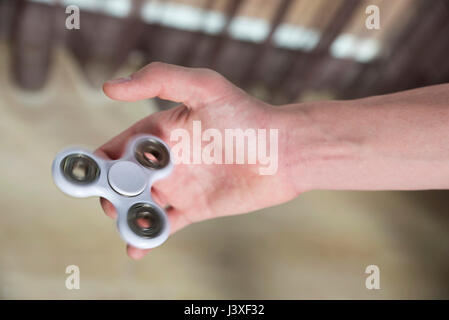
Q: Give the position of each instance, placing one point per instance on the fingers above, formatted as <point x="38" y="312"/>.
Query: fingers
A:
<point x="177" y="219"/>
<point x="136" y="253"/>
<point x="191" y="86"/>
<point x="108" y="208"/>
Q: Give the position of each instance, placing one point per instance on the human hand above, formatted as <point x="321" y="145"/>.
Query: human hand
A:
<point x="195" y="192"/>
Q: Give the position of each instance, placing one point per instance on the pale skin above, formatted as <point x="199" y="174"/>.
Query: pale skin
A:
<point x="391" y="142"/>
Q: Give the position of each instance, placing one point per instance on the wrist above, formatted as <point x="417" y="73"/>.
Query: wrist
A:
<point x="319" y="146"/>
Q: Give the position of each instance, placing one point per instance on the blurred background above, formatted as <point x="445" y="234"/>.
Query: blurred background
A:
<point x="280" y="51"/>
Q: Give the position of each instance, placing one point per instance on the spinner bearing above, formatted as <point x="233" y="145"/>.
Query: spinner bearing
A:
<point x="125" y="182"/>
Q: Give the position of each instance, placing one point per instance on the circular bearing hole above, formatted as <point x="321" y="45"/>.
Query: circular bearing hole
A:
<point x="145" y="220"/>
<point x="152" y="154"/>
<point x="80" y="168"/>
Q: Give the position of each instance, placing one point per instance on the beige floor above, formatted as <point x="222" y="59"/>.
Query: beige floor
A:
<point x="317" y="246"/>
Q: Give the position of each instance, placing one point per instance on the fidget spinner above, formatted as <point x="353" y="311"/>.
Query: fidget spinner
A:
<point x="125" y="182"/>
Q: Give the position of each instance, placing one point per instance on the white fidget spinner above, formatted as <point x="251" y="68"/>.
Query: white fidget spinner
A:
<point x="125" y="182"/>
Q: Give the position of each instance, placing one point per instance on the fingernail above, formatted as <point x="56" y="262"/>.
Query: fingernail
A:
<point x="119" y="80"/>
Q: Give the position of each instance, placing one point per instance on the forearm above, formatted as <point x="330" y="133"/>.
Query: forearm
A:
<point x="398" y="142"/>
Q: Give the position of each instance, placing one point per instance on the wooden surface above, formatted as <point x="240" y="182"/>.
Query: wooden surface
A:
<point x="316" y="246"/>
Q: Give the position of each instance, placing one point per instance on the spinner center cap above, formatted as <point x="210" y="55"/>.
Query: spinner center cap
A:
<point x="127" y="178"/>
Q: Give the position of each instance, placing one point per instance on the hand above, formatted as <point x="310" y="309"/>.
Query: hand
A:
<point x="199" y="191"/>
...
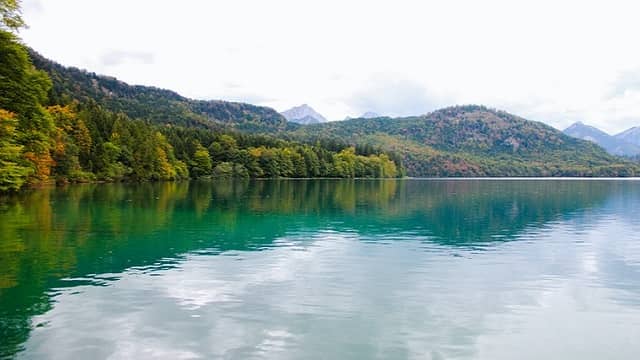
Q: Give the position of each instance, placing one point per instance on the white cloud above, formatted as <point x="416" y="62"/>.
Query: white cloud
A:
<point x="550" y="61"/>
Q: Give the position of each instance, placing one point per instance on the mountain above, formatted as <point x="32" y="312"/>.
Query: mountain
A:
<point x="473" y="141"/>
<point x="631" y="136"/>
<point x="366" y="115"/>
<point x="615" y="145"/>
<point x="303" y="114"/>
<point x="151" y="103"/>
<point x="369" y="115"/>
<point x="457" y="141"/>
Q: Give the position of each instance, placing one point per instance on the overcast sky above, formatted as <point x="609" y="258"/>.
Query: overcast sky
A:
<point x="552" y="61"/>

▶ WORK INSTRUCTIONS
Please list each line in the records above that contains the word "bearing", copying every such line in full.

▶ RESULT OF THE TASK
Q: Give the position of each instance, placing one point per instance on the spinner bearing above, formatted as <point x="233" y="145"/>.
Query: spinner bearing
Q: Give the position of each instance, placing one point per instance on the circular bearing hole above, formatted as <point x="321" y="45"/>.
Query: circular bearing hole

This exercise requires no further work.